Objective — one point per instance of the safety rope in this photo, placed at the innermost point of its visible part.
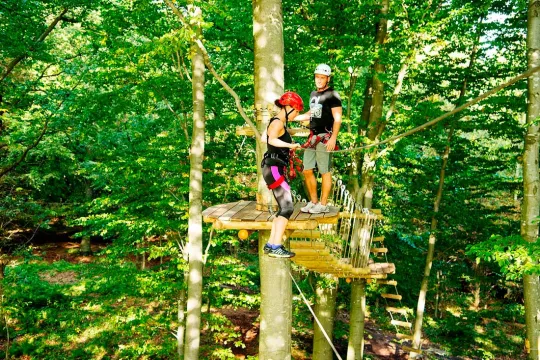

_____

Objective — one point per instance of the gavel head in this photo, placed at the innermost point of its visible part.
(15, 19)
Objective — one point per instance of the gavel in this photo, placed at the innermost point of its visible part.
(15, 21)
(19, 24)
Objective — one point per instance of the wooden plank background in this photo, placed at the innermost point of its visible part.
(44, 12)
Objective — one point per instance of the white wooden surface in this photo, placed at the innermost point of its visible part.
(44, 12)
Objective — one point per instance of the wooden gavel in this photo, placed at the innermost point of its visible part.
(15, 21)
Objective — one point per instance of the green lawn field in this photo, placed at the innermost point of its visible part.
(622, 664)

_____

• **Task**: Can you locate every line in the records above that contains the word "gavel" and copy each one in full? Case counts when matching.

• **Exercise solution**:
Objective — one point per instance of the gavel head in this photo, placed at the innermost point of its visible part.
Objective — one point per instance of the gavel in this photo, placed at the innermost point of its visible part.
Objective — one point per instance of the wooden gavel in this photo, placed at the innermost point of its visible part.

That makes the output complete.